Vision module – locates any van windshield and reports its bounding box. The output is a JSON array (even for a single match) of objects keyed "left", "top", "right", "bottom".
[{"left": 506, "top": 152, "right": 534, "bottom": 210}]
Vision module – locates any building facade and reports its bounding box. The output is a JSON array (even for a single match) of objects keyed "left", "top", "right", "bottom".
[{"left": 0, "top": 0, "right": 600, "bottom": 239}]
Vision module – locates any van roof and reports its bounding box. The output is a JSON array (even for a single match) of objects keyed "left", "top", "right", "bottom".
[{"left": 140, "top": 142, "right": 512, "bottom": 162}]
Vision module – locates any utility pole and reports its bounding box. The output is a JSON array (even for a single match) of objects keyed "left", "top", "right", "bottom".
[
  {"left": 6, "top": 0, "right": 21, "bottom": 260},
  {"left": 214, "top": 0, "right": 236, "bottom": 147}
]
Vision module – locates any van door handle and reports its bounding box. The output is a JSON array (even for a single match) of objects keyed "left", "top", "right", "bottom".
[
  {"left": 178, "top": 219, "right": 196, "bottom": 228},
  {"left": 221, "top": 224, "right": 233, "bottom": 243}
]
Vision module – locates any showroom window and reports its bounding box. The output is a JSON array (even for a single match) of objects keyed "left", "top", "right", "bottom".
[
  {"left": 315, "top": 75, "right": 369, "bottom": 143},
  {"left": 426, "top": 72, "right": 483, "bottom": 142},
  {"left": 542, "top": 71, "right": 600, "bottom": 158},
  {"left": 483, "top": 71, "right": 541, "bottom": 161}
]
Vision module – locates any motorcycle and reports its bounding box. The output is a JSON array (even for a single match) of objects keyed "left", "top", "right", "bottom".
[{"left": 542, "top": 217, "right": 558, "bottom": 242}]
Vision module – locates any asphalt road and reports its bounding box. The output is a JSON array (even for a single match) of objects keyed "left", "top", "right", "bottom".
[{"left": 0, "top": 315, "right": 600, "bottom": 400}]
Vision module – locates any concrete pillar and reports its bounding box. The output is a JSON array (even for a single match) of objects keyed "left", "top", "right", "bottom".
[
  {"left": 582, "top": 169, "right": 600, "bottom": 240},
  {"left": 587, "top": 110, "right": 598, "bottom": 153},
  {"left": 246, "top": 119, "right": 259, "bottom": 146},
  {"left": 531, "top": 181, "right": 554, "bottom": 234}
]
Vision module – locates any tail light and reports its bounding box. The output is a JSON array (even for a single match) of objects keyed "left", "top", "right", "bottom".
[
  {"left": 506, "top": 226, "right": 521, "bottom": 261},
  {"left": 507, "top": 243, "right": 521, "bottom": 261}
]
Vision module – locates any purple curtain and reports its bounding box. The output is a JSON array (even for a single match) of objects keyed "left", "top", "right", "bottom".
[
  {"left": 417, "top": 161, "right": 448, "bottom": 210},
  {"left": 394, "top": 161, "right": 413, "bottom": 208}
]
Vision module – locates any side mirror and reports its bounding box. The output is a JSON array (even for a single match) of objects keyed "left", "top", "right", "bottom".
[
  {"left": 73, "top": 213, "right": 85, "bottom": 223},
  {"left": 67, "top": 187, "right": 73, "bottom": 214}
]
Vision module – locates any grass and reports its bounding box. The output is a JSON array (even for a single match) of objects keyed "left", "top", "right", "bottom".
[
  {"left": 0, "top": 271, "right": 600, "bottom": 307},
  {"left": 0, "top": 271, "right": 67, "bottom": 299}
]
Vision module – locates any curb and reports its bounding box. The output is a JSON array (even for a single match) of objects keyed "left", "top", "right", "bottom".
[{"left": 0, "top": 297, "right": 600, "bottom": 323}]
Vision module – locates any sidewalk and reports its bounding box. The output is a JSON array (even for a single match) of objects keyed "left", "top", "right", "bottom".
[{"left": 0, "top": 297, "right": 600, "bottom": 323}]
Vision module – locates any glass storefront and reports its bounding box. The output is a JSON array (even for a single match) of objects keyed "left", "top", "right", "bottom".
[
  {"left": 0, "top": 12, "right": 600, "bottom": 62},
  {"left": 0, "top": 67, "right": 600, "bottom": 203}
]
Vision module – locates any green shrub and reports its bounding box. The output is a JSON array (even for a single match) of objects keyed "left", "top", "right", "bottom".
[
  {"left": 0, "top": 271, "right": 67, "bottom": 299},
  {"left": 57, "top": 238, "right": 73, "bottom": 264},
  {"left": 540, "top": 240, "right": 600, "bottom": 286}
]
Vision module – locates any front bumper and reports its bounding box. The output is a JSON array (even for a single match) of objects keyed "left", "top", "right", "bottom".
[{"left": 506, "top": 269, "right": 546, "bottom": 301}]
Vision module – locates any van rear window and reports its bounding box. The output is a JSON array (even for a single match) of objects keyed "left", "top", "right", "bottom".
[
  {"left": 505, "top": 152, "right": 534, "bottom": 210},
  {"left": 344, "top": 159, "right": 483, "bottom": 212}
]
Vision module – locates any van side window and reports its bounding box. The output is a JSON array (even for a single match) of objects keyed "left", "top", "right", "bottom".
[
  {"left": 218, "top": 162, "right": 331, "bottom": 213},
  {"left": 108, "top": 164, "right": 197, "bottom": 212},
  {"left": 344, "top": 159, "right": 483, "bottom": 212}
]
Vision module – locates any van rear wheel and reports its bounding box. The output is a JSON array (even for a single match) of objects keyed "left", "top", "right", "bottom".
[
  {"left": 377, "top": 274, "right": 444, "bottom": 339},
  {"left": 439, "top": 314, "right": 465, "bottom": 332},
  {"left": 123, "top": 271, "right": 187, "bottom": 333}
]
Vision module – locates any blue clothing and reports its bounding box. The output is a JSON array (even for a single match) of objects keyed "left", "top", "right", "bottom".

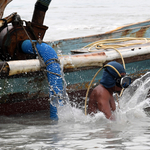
[{"left": 100, "top": 61, "right": 126, "bottom": 88}]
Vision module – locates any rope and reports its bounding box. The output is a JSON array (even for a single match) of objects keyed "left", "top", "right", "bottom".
[{"left": 83, "top": 37, "right": 150, "bottom": 52}]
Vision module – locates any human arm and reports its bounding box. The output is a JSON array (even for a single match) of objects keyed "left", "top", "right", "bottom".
[{"left": 97, "top": 93, "right": 115, "bottom": 120}]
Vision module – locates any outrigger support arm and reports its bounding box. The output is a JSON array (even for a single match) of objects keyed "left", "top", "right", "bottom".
[{"left": 32, "top": 0, "right": 51, "bottom": 25}]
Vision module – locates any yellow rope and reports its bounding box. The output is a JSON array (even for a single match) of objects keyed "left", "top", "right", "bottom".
[
  {"left": 83, "top": 37, "right": 150, "bottom": 115},
  {"left": 83, "top": 37, "right": 150, "bottom": 52}
]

________________________________________

OBJECTIVE →
Can you swap every "bounding box" in the records above for "enclosing rectangle" and write all the records out again, changing nothing else and leaving out the pictures?

FINAL RESULT →
Vision module – locates any van windshield and reports its enclosing rectangle. The output is a JSON array (even for a single match) of objects keyed "left", "top", "right", "bottom".
[{"left": 506, "top": 152, "right": 534, "bottom": 210}]
Vision module – locates any building facade and reports its enclosing rectangle. The output is a JSON array (even for a single match) of objects keyed "left", "top", "right", "bottom".
[{"left": 0, "top": 0, "right": 600, "bottom": 239}]
Vision module – locates any van roof and reports its enclosing rectangle. The output is a JSON array (even for a single match) of objects keyed "left", "top", "right", "bottom".
[{"left": 140, "top": 142, "right": 512, "bottom": 162}]
Vision module – locates any utility pole and reports its enclosing rectangle. The output is a JSON array (even for a single match) of objects keyed "left", "top", "right", "bottom".
[
  {"left": 6, "top": 0, "right": 21, "bottom": 260},
  {"left": 214, "top": 0, "right": 236, "bottom": 147}
]
Vision module – locates any van door handle and reports its enclosing rectangle. The output is a JSON array (even for a single match) of objects keyed "left", "top", "right", "bottom".
[
  {"left": 178, "top": 219, "right": 196, "bottom": 228},
  {"left": 221, "top": 224, "right": 233, "bottom": 243}
]
Vision module – locates any showroom window and reports its enclosing rectangle. The output is a JSON array (even for a single match) of objects keyed "left", "top", "right", "bottom".
[
  {"left": 315, "top": 75, "right": 369, "bottom": 143},
  {"left": 426, "top": 72, "right": 483, "bottom": 142},
  {"left": 542, "top": 71, "right": 600, "bottom": 158},
  {"left": 483, "top": 71, "right": 541, "bottom": 161}
]
Vision module – locates any motorcycle and reports its enclosing rectangle. The output is a JSON array (even for a single match) of objects keyed "left", "top", "right", "bottom".
[{"left": 542, "top": 217, "right": 558, "bottom": 242}]
Vision module – locates any asphalt road and reports its enclosing rectangle. The output is a JSON array (even for a single match) of objects keyed "left", "top", "right", "bottom".
[{"left": 0, "top": 315, "right": 600, "bottom": 400}]
Vision module – locates any concrete pillar and reports its enclosing rectangle. The output is a JSON array (even for a single match) of objects keyed "left", "top", "right", "bottom".
[
  {"left": 582, "top": 169, "right": 600, "bottom": 240},
  {"left": 587, "top": 110, "right": 598, "bottom": 153},
  {"left": 246, "top": 119, "right": 259, "bottom": 146},
  {"left": 531, "top": 181, "right": 554, "bottom": 234}
]
Vision module – locates any tail light and reports its enclosing rectangle. The output is a JSON array (even for a single match) of objects keyed "left", "top", "right", "bottom".
[
  {"left": 506, "top": 226, "right": 521, "bottom": 261},
  {"left": 507, "top": 243, "right": 521, "bottom": 261}
]
Vision module – locates any purple curtain and reports its enclosing rectangle. The output is a JSON array (even for a single match) of objects keyed "left", "top", "right", "bottom".
[
  {"left": 417, "top": 161, "right": 448, "bottom": 210},
  {"left": 394, "top": 161, "right": 413, "bottom": 208}
]
Vision module – locates any side mirror and reports its enclosing rectangle. The output is a JSON array (even for a single match) of objects keyed "left", "top", "right", "bottom".
[
  {"left": 73, "top": 213, "right": 85, "bottom": 223},
  {"left": 67, "top": 187, "right": 73, "bottom": 214}
]
Vision module – locates any grass and reports its enclosing rectangle. The output is a JSON array (even for a single match) of objects keyed "left", "top", "right", "bottom".
[
  {"left": 0, "top": 271, "right": 600, "bottom": 307},
  {"left": 0, "top": 271, "right": 67, "bottom": 299}
]
Vision module – locates any curb and reports its enclosing rectangle. The output is a JSON array (even for a single match) of objects keyed "left", "top", "right", "bottom".
[{"left": 0, "top": 297, "right": 600, "bottom": 323}]
Vision module – locates any sidewalk and reports its enclosing rectangle. The output is a JSON array (even for a single match) of objects keyed "left", "top", "right", "bottom".
[{"left": 0, "top": 297, "right": 600, "bottom": 323}]
Vision module – locates any glass storefront and reports its enclosing rectangle. The output is a JSON array (even for a single match) of objects keyed "left", "top", "right", "bottom".
[
  {"left": 0, "top": 12, "right": 600, "bottom": 62},
  {"left": 0, "top": 67, "right": 600, "bottom": 203}
]
Vision module – locates any green shrub and reports its enclosing rectangle. The output is a JSON array (even for a single match) of objects keyed "left", "top", "right", "bottom".
[
  {"left": 0, "top": 271, "right": 67, "bottom": 299},
  {"left": 57, "top": 238, "right": 73, "bottom": 264},
  {"left": 540, "top": 240, "right": 600, "bottom": 286}
]
Vision module – locates any front bumper and reports its enclosing rectangle. The output is a JSON array (even for a single match) of objects keyed "left", "top", "right", "bottom".
[{"left": 506, "top": 269, "right": 546, "bottom": 301}]
Vision module – locates any van rear window and reports its enclosing rectangle. The output is a JSON array (even for a single match) of objects keyed "left", "top", "right", "bottom".
[
  {"left": 505, "top": 152, "right": 534, "bottom": 210},
  {"left": 344, "top": 159, "right": 483, "bottom": 212}
]
Vision module – locates any van side window and reports its enclosing rectangle. The output is a JSON array (even for a single match) of objects keyed "left", "top", "right", "bottom".
[
  {"left": 218, "top": 162, "right": 331, "bottom": 213},
  {"left": 108, "top": 164, "right": 197, "bottom": 212},
  {"left": 344, "top": 159, "right": 483, "bottom": 212}
]
Vision module – locates any van rear wheel and reports its enclosing rectangle. The output is a JSON array (even for a single match) of objects keyed "left", "top", "right", "bottom".
[
  {"left": 377, "top": 274, "right": 444, "bottom": 339},
  {"left": 439, "top": 314, "right": 465, "bottom": 332},
  {"left": 123, "top": 271, "right": 187, "bottom": 333}
]
Vision module – locates any blue clothing and reports its enclosing rectangle. The output is a JSON array (even for a single match) of objects keyed "left", "top", "right", "bottom".

[{"left": 100, "top": 61, "right": 126, "bottom": 88}]
Vision module – locates any rope and reports its enclosing rectangle. The output is a JSON array (even for a single match) of objects keyed "left", "top", "right", "bottom".
[{"left": 83, "top": 37, "right": 150, "bottom": 52}]
Vision module – locates any human arm and reports its enclosing rectangle. The output is a JSON array (even for a single match) of objects keyed "left", "top", "right", "bottom".
[{"left": 97, "top": 93, "right": 115, "bottom": 120}]
Vision module – locates any outrigger support arm and reports its enclosing rectangle. The output is a JSON array (even for a single match) of objects keyed "left", "top", "right", "bottom".
[{"left": 32, "top": 0, "right": 51, "bottom": 25}]
Vision module – locates any yellow rope and reports its enclosing rectangle. The output is a JSON array (even for a single match) of objects keyed "left", "top", "right", "bottom".
[
  {"left": 83, "top": 37, "right": 150, "bottom": 115},
  {"left": 83, "top": 37, "right": 150, "bottom": 52}
]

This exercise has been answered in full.